In a fuel storage tank of a motor vehicle that contains fuel, volatile hydrocarbons are continuously escaping. This effect increases with temperature and the agitation or sloshing of the fuel. In motor vehicles driven by internal combustion engines, for a flawless fuel supply, venting of the fuel storage tank is absolutely essential. For, as fuel is used up, air has to be able to flow in behind it, since otherwise a vacuum would form in the tank, and the fuel flow would come to a stop. However, the tank also has to be vented so as to give the tank's contents sufficient opportunity to expand as it warms up. Also, when the tank is filled up, sufficient air has to be able to exit the tank so that the fuel being filled up does not bubble out of the filler pipe again.
Therefore, in such vehicles, increasingly tank venting systems are used in which the evaporating and excess fuel vapor is guided not into the open air but, via a venting line, into an active charcoal filter (AKF). This fuel vapor is stored temporarily in the AKF, and, during the operation of the motor vehicle, is guided via a clocked activatable electromagnetic tank venting valve (TEV) to the intake manifold of the internal combustion engine, and thus to combustion. This prevents emission of the environmentally harmful fuel vapors from the tank into the environment to the greatest extent, and at the same time the vapors supplied to the internal combustion engine are themselves used as fuel, whereby fuel usage is considerably reduced.
Based on the limited absorption volume of the active charcoal used in the AKF, one should intermittently regenerate the AKF. In order to do this, while the internal combustion engine is running, fresh air is drawn in via the AKF, and the fuel vapor removed in the process is supplied to the internal combustion engine as a mixture for combustion. The respective flushing quantity is controlled by the TEV via a performance characteristics adaptation using the parameters load and rotary speed, so that the running properties of the internal combustion engine are not impaired. A lambda control additionally monitors and regulates the regeneration. The lambda deviation resulting from this can then be drawn upon as a measurement of the loading state of the AKF.

※

**REQUIRED WORK:**
1. In the text on fuel tank venting, what monitors and regulates the regeneration of the active charcoal filter?
2. Copy the passage of the fuel tank venting text, starting at the words "In a fuel storage" and ending after "filler pipe again.".
3. In the text on fuel tank venting, what are all the reasons it gives for why the tank has to be vented?

**PROVIDED RECORDS:**

※

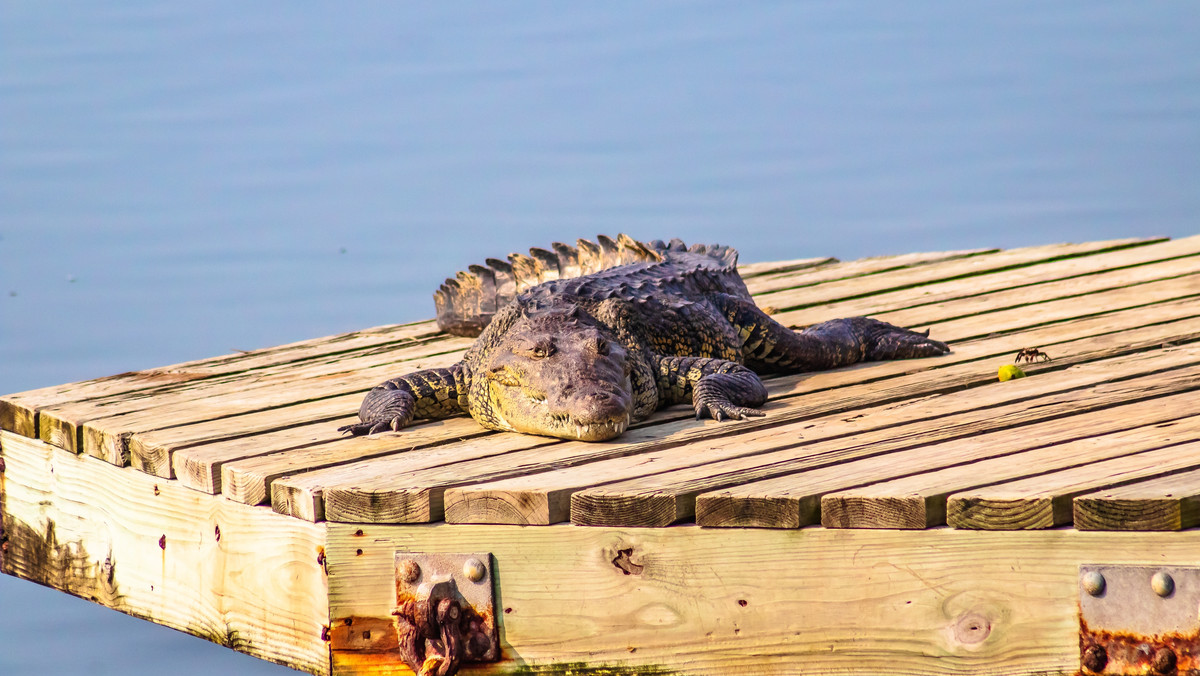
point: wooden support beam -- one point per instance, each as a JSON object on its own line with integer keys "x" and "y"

※

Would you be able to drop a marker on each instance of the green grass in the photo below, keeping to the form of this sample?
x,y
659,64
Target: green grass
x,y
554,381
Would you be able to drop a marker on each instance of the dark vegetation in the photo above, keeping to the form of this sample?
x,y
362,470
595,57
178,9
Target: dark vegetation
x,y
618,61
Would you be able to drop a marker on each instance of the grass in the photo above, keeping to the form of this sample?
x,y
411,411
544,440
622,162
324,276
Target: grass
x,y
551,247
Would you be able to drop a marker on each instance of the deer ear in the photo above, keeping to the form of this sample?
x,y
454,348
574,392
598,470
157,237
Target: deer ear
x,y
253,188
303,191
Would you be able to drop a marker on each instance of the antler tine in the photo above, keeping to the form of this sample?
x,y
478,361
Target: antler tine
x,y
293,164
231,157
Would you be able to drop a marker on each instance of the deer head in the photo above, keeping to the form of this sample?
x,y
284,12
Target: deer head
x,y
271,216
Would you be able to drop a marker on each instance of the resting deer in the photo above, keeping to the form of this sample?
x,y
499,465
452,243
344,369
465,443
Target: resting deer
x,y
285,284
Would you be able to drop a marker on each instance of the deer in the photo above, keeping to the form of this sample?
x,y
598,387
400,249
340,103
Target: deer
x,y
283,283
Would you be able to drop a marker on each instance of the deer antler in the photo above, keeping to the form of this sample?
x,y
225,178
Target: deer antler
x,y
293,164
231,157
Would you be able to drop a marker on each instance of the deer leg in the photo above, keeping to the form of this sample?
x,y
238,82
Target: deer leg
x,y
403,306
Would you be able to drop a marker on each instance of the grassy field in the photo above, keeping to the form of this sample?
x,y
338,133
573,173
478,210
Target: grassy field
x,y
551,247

※

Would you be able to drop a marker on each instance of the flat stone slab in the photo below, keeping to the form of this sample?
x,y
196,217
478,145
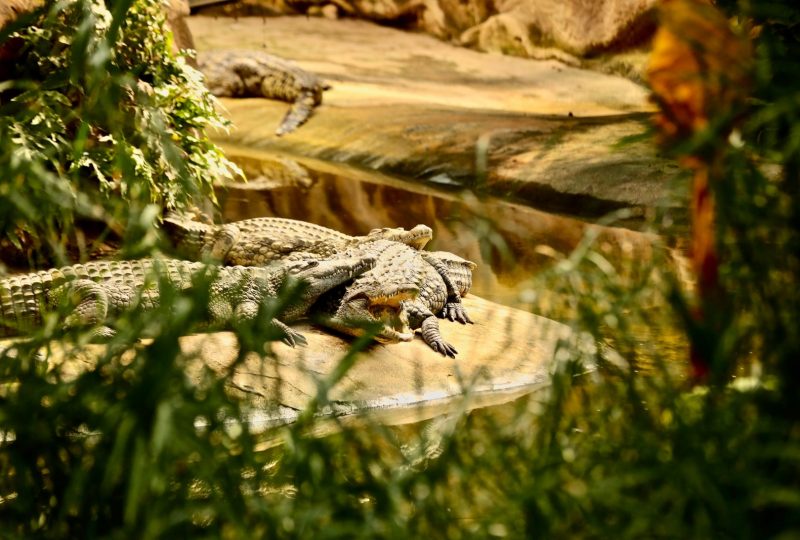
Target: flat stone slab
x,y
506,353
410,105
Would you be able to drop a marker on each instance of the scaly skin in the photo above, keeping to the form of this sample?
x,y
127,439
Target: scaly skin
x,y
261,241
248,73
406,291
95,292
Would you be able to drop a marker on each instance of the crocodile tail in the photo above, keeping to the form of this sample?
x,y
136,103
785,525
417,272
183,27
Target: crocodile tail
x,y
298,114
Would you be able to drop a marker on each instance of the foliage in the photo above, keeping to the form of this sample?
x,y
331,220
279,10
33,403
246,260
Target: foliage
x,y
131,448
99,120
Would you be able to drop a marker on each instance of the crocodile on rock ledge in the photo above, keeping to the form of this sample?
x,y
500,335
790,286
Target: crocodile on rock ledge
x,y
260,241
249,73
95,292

※

**RESULTS FOR EACH TASK:**
1. A lambda control.

2.
In a fuel storage tank of a motor vehicle that contains fuel, volatile hydrocarbons are continuously escaping. This effect increases with temperature and the agitation or sloshing of the fuel. In motor vehicles driven by internal combustion engines, for a flawless fuel supply, venting of the fuel storage tank is absolutely essential. For, as fuel is used up, air has to be able to flow in behind it, since otherwise a vacuum would form in the tank, and the fuel flow would come to a stop. However, the tank also has to be vented so as to give the tank's contents sufficient opportunity to expand as it warms up. Also, when the tank is filled up, sufficient air has to be able to exit the tank so that the fuel being filled up does not bubble out of the filler pipe again.

3.
- As fuel is used up, air has to flow in behind it so that a vacuum does not form and stop the fuel flow.
- The tank's contents need room to expand as they warm up.
- During filling, air has to exit so that the fuel does not bubble out of the filler pipe.